[Stated goal]
Please write out, word for word, the stretch of the forum thread on magic-immune characters from "You make a really" through "the numbers work.".

[Passage to read]
+===+
But there was a hiccup in this immunity. A teacher explained that an Ord is immune to magic. So if a mage threw mage-fire (magical fire) at them they wouldn't be hurt. But if the mage cast a spell that set a tree or such on fire then the Ord would be burned. If a flame was engulfed in Mage Fire the Ord wouldn't be hurt, regular fire would hurt them. They also had a sensitivity to magic so they could, with training and practice, be able to sense which spell(s) and traps were near. 

But with zero magic in a world full of it they had to become the greatest athletes in that world. Every day they had to run dozens of laps, learn several languages at once and learn all sorts of self-defense techniques. 

Hope this helps. Happy Writing!


----------



## Roc (Aug 15, 2014)

Hainted said:


> I'm just wondering about numbers. Unless you have a huge population there aren't going to be enough Anti-Mages to matter, let alone be prejudiced against. With numbers of 1/1000 people in our modern world there would be around 7 million wizards. However at ratios of 1/100000 Wizards there would only be 70 anti-wizards in the entire world. This isn't a large enough minority to register for persecution, and imprisonment, and most people would consider them legend or myth to scare young Wizards.
> 
> So once again in order to have 1 Anti-Wizard you need 100000 Wizards which works out to a base population of 100000000 people. Now 1 Anti-Wizard for every 1000 wizards lowers your population ratio to only 1000000 people




You make a really good point and I always love when people do number crunching. Although if his story is in the infancy that it is now, it is simple to change how the numbers work.


----------



## Hainted (Aug 15, 2014)

I'm kinda obsessed with numbers, and can't stop myself from figuring things like this out when I see them. (Also a lot of other people had offered up story suggestions already.)


----------



## evanator66 (Aug 31, 2014)
+===+
[Recorded data]

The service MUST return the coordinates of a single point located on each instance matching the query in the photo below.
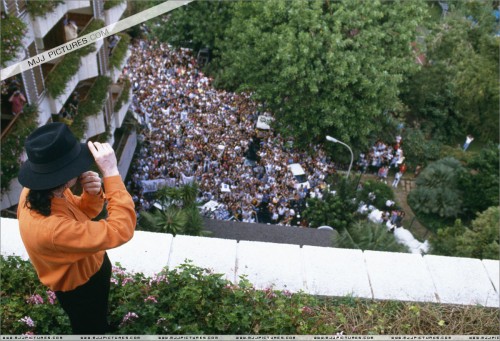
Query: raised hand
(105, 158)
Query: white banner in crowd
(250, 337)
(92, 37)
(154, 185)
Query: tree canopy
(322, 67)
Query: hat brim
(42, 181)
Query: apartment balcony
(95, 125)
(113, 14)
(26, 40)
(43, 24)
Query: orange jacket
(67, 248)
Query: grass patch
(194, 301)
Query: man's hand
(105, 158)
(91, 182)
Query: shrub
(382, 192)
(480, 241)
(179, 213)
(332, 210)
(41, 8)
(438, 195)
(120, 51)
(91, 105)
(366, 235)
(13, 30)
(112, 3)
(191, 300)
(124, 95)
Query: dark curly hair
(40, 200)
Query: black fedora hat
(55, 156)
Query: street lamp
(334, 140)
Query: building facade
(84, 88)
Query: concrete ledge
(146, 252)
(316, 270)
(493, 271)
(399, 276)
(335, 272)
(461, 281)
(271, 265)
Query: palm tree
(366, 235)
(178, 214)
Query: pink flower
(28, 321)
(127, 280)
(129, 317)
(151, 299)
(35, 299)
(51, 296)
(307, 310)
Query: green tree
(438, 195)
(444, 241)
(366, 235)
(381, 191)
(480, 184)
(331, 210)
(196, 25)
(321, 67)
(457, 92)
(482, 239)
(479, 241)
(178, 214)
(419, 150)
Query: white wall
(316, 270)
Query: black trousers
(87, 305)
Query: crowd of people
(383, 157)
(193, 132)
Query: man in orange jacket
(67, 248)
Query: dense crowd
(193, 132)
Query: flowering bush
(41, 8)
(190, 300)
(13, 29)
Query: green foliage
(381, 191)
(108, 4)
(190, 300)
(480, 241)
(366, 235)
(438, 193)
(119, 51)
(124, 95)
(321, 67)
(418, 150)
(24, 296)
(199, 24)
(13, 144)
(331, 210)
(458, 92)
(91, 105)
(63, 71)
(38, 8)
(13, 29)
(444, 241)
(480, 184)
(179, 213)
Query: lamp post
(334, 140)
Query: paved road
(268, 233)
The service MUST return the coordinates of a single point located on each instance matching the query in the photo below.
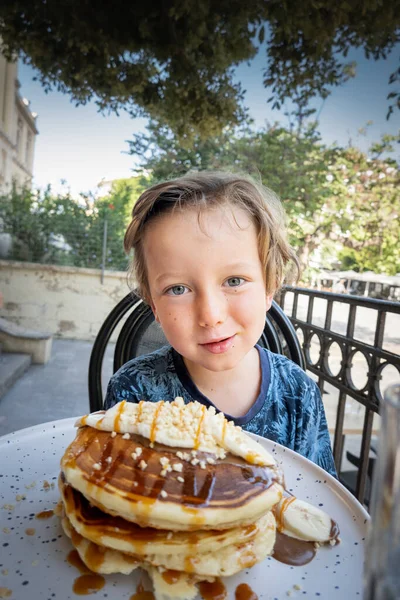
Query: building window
+===+
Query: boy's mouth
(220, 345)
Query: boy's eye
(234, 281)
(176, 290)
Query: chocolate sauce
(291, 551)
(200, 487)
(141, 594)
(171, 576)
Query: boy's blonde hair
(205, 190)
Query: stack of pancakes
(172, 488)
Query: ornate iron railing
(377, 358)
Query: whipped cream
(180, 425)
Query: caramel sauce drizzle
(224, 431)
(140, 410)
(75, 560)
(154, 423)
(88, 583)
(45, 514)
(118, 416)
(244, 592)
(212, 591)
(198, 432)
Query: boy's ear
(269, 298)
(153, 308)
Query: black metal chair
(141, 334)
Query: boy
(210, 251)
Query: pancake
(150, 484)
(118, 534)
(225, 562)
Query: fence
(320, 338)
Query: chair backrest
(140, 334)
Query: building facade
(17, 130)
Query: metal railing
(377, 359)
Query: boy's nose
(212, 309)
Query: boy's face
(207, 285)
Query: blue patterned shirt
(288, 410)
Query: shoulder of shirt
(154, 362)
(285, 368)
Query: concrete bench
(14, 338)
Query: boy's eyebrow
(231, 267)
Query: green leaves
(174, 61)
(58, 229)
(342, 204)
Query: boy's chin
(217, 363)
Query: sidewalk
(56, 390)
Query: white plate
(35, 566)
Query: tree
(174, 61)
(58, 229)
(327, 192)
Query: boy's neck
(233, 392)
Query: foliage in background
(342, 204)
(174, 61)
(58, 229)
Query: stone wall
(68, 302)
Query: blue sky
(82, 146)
+===+
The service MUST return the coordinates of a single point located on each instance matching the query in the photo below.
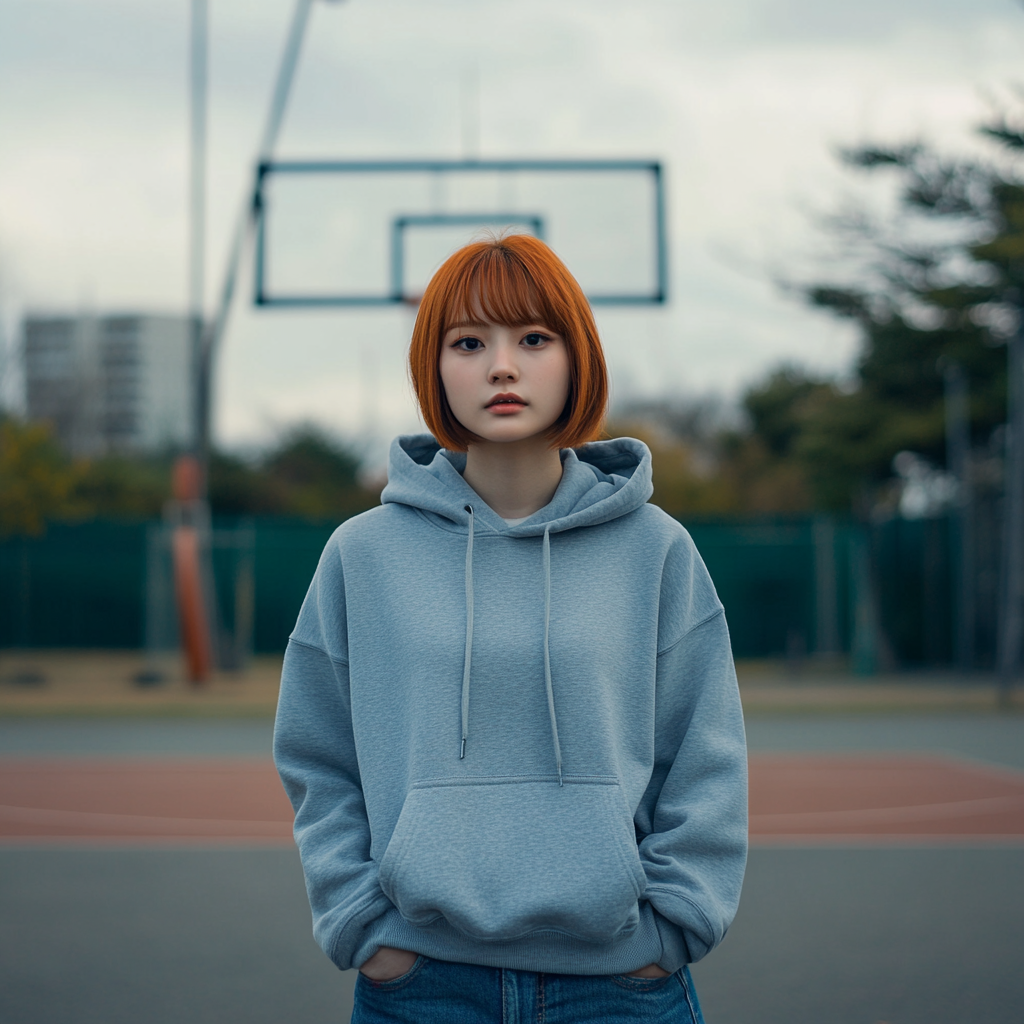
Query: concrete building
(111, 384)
+===+
[Written response]
You make a really good point and I always love when people do number crunching. Although if his story is in the infancy that it is now, it is simple to change how the numbers work.